**Your objective**
Reproduce the data below line for line, changing nothing.

**Provided records**

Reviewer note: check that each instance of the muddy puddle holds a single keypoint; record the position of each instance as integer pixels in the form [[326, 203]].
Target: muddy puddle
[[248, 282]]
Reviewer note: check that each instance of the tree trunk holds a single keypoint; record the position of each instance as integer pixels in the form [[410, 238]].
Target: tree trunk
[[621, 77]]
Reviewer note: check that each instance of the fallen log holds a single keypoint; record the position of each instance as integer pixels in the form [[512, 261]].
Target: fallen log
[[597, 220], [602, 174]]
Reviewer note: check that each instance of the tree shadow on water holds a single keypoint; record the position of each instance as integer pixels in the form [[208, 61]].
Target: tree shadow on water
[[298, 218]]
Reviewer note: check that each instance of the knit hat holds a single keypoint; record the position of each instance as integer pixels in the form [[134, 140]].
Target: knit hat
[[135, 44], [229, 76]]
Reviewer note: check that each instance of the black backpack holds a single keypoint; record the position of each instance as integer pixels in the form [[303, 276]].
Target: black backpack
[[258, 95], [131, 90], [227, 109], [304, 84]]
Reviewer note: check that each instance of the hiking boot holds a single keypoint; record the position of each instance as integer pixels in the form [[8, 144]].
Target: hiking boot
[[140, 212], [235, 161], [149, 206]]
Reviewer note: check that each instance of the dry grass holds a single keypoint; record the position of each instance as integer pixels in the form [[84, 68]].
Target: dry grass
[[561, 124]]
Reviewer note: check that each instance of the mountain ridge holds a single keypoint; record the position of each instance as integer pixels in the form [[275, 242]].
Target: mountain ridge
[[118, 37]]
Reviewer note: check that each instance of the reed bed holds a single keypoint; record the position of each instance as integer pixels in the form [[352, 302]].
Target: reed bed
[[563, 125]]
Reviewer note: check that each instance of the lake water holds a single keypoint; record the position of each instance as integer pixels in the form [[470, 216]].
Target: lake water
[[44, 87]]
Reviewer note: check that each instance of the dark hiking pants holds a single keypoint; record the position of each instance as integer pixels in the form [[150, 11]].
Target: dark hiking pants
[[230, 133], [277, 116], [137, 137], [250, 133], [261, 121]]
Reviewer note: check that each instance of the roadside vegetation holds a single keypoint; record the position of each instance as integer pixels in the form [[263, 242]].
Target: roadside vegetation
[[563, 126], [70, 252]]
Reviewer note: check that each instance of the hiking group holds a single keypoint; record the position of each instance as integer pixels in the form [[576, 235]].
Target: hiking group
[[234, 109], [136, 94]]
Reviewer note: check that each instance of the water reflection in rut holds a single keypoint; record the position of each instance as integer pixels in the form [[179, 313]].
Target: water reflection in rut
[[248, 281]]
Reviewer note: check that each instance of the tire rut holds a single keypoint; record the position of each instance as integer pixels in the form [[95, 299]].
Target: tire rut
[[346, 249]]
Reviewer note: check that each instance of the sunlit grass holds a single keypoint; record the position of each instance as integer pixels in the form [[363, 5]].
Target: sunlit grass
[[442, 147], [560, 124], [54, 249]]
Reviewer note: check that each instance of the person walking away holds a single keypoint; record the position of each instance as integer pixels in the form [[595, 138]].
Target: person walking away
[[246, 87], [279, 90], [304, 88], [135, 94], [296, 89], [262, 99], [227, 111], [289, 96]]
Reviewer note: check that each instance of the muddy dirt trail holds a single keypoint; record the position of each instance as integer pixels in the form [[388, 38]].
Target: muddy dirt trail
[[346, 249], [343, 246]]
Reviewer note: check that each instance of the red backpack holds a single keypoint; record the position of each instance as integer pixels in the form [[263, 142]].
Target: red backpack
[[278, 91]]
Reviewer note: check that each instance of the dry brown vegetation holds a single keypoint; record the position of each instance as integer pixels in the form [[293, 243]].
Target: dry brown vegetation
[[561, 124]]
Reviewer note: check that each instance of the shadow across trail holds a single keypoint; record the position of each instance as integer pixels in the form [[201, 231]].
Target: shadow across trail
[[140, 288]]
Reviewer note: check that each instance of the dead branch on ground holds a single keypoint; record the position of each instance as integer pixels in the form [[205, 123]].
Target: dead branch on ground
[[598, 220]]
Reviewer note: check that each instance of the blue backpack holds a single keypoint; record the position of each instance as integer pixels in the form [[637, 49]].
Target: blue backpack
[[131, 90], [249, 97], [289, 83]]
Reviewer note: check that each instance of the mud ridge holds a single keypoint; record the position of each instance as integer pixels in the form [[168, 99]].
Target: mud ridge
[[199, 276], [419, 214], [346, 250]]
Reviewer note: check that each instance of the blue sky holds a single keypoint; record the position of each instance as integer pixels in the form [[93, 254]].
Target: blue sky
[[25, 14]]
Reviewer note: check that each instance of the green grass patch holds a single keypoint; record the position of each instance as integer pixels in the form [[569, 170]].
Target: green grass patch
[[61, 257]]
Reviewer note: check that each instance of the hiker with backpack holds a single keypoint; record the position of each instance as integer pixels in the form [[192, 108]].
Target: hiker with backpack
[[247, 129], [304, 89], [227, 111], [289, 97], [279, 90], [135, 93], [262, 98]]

**Result**
Reviewer note: check that each instance of the muddy puddle holds a single keypoint; record the position of each instance as integer pixels in the form [[326, 203]].
Target: muddy puddle
[[248, 282]]
Reviewer note: check that each instance of the tree trunk holds a single keypoint; record the position of each instance as integer pixels in the form [[410, 238]].
Target: tree trunk
[[621, 77]]
Reviewer note: check that each instance of the fallen log holds a single keypoint; record the position of each instance as integer pixels in the form [[512, 261]].
Target: fallen log
[[597, 220], [602, 174]]
Reviewer note: check that each instance of the tree shadow on water holds a single keypoint; record the position of each instance as integer pixels in the form [[208, 61]].
Target: tree shadow on water
[[298, 218]]
Reviewer note: check that each instance of the knit hat holds a single keypoint; record the position of each instance as integer pixels in the form [[134, 140]].
Target: knit hat
[[135, 44], [229, 76]]
Reviewer note: check that each instance of the black backpack holds a single keypoint; record the position of each instance as integer pixels in the form [[303, 276]].
Target: black backpack
[[258, 95], [131, 90], [227, 109], [304, 84]]
Reviewer note: check that each instance of the hiking boot holds a single keypoint; record the position of each instance as integer pixels in the form [[8, 144]].
Target: hiking boot
[[140, 212], [235, 161], [149, 206]]
Reviewer note: check that each instance of the dry grass holds a single keypoint; record the position of each instance as integer pixels in the form [[84, 68]].
Target: dry grass
[[561, 124]]
Reviewer note: check that each instance of the mountain ridge holds a single keypoint; record the position of each instance as integer pixels in the form [[275, 242]].
Target: mountain ridge
[[118, 37]]
Reviewer note: check that each instance of the reed bed holds a single keypoint; record the position of each instance as integer pixels in the form [[352, 302]].
Target: reed bed
[[563, 125]]
Reviewer note: check that each instance of the lake water holds a single keypoint; record the position of each instance as integer pixels in the form [[470, 216]].
Target: lake water
[[44, 87]]
Reviewer note: check that each instance of the dark hiking pants holds a single keypoint; record the position of each instance as integer pixels in the form [[150, 11]].
Target: dark hiking pants
[[230, 133], [277, 116], [137, 137], [250, 133], [261, 121]]
Reviewer note: check that each instance of the roadside vegetation holds a single keypoint; record the position of each instance as integer pixels in the form [[263, 242]].
Target: roadside vegetation
[[563, 126], [70, 252]]
Reviewer note: check that each instance of the hiking group holds a single keypoint; record the position of each instance as integer pixels in the form [[576, 235]].
Target: hiking group
[[234, 109], [136, 94]]
Reviewer note: check that each instance of the water reflection in rut holds a single keypoint; record the position of each instance as integer pixels in the form [[179, 313]].
Target: water reflection in rut
[[248, 281]]
Reviewer note: check that each instance of the tire rut holds a single keypoint; record the position of each instance as integer pixels in the form [[95, 299]].
Target: tire rut
[[346, 249]]
Reviewer note: check that each instance of the sunlit grass holds a single keypoint; record the position of each instance as integer pixels in the form [[363, 5]].
Target: sunlit grass
[[442, 147], [560, 124], [54, 249]]
Reviewer note: check that each instance of the person walking away holds a single keypoint; record the position of each instance as integer pixels in the form [[595, 138]].
Target: person walking away
[[246, 87], [279, 90], [304, 88], [135, 94], [296, 89], [262, 99], [227, 111], [289, 96]]
Reviewer note: check that each instance of the muddy dirt trail holds a single keypoint; record the position of each instance as integer pixels in the form [[388, 38]].
Target: muddy dirt trail
[[346, 249], [343, 246]]
Reviewer note: check that each instance of the red backpack holds a single keypoint; record the position of each instance as integer pixels in the form [[263, 142]].
Target: red backpack
[[278, 91]]
Reviewer note: check that each instance of the dry brown vegetation holds a single keypoint; record the position of each instance as integer pixels in the form [[293, 243]].
Target: dry brown vegetation
[[561, 124]]
Reviewer note: check that each instance of the shadow across trail holds a single keypoint; record the position of each instance as integer pixels in the form [[201, 231]].
Target: shadow across trail
[[140, 288]]
Reviewer note: check that each instance of the dead branch on ground holds a single keypoint; record the position of each instance as integer pixels in the form [[205, 123]].
Target: dead branch on ground
[[598, 220]]
Reviewer note: check that each instance of the blue backpack holds a single keypoint; record the position of each instance as integer pixels in the form [[637, 49]].
Target: blue backpack
[[131, 90], [249, 97], [289, 83]]
Reviewer note: check that each instance of the mud ridge holds a single keypoint; record the position of each instance as integer pixels in the form [[168, 99]].
Target: mud ridge
[[199, 276], [419, 214], [346, 250]]
Reviewer note: check that each instance of the blue sky holds a single keypoint; record the position of each instance as integer pixels in the form [[93, 254]].
Target: blue sky
[[25, 14]]
Reviewer note: check that each instance of the green grass patch holds a single keypoint; record the position of each instance as integer pixels in the form [[569, 170]].
Target: green grass patch
[[61, 257]]
Reviewer note: check that each instance of the hiker with backpack holds a single keypoint; record the position of each instance as integer pixels in the form [[192, 108]].
Target: hiker with backpack
[[247, 129], [304, 89], [227, 111], [289, 97], [279, 90], [135, 93], [262, 98]]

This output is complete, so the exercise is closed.